▶ **Задачи для решения**
• A. В отрывке глагол «сознавать» трижды употреблен со словом «себя». Выпишите, кем или каким в каждом из этих случаев сознают себя, в том порядке, в каком они идут в тексте.
• B. Соответствуют ли отрывку следующие утверждения? На каждое ответьте «да» или «нет» и приведите точную цитату из текста, которая это решает.
(i) Рассказчица сообщает, что никто не встал на ее сторону.
(ii) Рассказчица называет интриги скучным и утомительным делом.
(iii) Рассказчица отказалась писать картину.

▶ **Отрывок**
Пятница, 7 января. Я рассказываю всем об интригах, в которых сама явлюсь жертвой, и так как все на моей стороне, то это еще подтверждает мою правоту. Многие сказали мне, что считали меня сильнее, и что здесь я не удержалась. Согласна, но ведь так приятно предоставить другим специальность обманов и интриг. Я не совсем точно выразилась, сказав предоставить; я предоставляю им это потому, что сознаю себя окончательно неспособной к интригам и уловкам. Это так скучно, утомительно, и я не знаю, как быть. Есть также удовлетворение в том, что сознаешь себя лучше других. Пасть жертвой чего-нибудь так, чтобы об этом знали другие, это прелестное чувство, это почти, что патент на честность, на нравственную чистоту… А совесть? Иметь чистую совесть и видеть низость других, сознавать себя чистым, а других грязными, даже в ущерб самому себя, — при таких условиях почти исчезают наносимый себе ущерб, и испытываешь тем большую радость, чем более являешься жертвой.
Очевидно, при первой неприятности, мне следовало бы сказать: Если так, я не стану писать этой картины!.. Но это значило бы дать торжествовать А…, которая увидела бы, что ее старания увенчиваются успехом. И я не отступаю только по этой причине.

▶ **Фрагменты записей**
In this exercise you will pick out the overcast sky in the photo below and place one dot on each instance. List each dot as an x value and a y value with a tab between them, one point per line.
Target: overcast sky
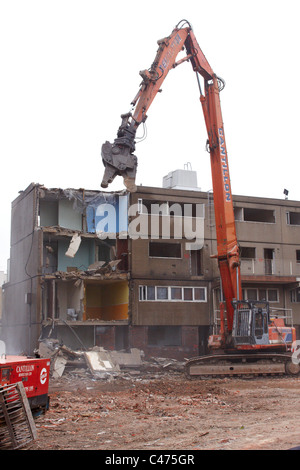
70	68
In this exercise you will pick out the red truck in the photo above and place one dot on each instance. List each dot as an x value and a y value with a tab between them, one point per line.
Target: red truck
33	373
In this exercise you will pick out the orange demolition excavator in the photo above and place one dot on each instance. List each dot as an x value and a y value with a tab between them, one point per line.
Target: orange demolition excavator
249	340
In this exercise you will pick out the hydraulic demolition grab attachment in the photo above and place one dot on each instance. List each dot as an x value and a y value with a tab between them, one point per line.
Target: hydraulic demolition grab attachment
118	157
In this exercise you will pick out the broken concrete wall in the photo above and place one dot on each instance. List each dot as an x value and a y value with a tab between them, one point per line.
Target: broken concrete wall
21	303
107	300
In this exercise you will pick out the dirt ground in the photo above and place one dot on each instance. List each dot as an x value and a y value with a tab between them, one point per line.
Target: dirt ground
165	411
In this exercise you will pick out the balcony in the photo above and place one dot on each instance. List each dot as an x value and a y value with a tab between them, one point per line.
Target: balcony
263	267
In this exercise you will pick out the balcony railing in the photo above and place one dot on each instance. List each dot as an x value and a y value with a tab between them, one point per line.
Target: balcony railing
263	267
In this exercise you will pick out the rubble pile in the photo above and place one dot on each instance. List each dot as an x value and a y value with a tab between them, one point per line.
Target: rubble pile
101	363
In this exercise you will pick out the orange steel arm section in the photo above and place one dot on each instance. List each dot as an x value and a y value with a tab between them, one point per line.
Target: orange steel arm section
118	157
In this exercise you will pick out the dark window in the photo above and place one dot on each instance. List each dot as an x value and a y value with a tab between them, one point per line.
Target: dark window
247	252
164	250
293	218
259	215
164	336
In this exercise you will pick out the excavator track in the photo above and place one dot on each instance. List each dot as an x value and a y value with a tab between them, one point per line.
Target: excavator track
241	365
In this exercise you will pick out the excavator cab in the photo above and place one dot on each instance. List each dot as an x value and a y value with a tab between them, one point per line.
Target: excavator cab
250	323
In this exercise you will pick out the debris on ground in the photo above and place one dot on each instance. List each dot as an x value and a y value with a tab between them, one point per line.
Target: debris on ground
141	404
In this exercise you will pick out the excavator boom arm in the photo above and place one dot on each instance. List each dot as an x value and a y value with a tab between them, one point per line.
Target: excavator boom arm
118	158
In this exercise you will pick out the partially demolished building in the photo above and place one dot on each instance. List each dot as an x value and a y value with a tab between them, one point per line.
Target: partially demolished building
134	270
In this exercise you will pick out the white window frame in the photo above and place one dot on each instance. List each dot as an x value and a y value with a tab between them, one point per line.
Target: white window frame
264	288
143	294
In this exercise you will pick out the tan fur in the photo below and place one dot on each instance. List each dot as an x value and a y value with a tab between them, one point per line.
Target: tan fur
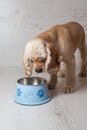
56	45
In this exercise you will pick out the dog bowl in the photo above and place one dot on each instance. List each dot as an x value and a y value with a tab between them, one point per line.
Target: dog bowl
32	91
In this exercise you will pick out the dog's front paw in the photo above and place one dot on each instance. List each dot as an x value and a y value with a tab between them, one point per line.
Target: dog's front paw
82	74
68	90
61	75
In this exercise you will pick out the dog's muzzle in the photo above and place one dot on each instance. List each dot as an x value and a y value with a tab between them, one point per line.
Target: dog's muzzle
38	70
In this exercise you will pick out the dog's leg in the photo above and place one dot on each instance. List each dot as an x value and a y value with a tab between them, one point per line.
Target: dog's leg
70	76
53	81
61	72
83	52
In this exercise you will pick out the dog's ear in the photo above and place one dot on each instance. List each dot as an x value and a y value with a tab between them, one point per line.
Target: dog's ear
27	65
51	61
60	58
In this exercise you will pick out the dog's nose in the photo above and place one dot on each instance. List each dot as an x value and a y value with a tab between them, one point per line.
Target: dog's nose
38	70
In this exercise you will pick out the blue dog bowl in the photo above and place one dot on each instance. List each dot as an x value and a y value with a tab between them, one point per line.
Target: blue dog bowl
32	91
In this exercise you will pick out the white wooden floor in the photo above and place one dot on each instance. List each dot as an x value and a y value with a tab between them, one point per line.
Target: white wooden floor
63	112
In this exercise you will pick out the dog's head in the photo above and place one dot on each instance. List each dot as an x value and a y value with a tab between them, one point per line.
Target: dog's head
40	56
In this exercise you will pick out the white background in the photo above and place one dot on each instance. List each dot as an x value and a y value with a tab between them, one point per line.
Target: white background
22	20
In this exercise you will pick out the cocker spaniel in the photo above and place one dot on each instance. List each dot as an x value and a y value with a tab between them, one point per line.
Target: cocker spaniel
49	49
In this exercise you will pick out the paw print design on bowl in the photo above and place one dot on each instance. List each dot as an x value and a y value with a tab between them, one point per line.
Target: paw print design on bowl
40	93
18	92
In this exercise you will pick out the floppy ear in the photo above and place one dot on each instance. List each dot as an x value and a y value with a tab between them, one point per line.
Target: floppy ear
27	65
51	61
60	58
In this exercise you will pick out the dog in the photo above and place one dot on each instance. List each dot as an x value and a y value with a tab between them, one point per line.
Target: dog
49	49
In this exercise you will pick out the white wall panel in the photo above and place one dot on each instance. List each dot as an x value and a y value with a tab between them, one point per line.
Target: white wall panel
21	20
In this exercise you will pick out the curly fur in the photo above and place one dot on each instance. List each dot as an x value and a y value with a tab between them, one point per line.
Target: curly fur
49	49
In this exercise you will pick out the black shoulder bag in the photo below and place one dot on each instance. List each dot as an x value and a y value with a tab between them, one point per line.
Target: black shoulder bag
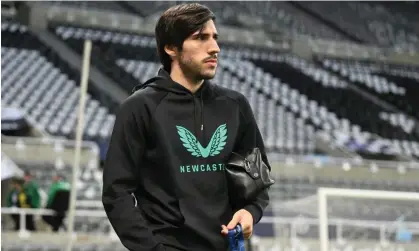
247	176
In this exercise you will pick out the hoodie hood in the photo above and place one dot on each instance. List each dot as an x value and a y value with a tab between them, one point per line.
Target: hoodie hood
164	82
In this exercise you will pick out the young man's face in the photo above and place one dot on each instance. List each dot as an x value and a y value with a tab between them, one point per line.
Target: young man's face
198	58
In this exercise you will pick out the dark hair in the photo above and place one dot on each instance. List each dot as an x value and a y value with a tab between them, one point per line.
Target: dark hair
178	23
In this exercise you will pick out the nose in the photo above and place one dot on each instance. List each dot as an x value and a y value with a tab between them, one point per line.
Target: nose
213	48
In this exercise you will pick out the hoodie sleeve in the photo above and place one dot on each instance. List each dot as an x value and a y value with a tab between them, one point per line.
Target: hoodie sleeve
250	138
120	178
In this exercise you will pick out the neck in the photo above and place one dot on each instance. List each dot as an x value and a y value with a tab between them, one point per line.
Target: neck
189	83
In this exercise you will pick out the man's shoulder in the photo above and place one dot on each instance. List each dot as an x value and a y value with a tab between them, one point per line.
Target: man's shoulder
142	98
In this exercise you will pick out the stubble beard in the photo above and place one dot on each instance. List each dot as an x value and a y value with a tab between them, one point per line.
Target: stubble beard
194	70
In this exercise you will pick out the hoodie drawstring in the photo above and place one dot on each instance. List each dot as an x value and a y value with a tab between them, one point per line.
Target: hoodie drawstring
202	118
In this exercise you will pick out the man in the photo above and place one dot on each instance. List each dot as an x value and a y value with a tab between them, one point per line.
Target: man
58	199
18	197
164	186
32	190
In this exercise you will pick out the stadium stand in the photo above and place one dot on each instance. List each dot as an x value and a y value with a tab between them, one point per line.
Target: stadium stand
45	88
368	22
368	107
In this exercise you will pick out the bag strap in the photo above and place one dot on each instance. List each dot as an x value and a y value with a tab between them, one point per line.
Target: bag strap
236	239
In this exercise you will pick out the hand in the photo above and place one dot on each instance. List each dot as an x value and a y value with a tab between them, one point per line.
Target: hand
245	219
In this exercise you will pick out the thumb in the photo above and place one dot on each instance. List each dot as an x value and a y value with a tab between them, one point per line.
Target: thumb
233	223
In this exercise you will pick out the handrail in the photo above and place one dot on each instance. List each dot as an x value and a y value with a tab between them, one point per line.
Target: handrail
330	160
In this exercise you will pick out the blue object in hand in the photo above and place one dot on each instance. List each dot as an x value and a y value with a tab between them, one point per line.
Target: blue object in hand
236	239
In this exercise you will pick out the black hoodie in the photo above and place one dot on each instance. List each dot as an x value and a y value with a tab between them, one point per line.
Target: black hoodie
163	182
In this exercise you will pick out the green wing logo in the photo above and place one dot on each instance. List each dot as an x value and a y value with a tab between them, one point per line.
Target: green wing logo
192	145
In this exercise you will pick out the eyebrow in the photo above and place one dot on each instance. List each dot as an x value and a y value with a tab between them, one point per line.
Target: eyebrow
198	33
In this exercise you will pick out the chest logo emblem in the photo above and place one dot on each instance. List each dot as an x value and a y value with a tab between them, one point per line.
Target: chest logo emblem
214	147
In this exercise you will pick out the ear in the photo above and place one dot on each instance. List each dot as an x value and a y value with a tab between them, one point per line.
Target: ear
171	50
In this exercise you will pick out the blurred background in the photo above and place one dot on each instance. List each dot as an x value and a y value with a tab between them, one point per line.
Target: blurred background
334	87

▶ **Ответы к упражнению**
• A.
1. окончательно неспособной к интригам и уловкам
2. лучше других
3. чистым

• B.
(i) Нет: «так как все на моей стороне».
(ii) Да: «Это так скучно, утомительно».
(iii) Нет: «И я не отступаю только по этой причине».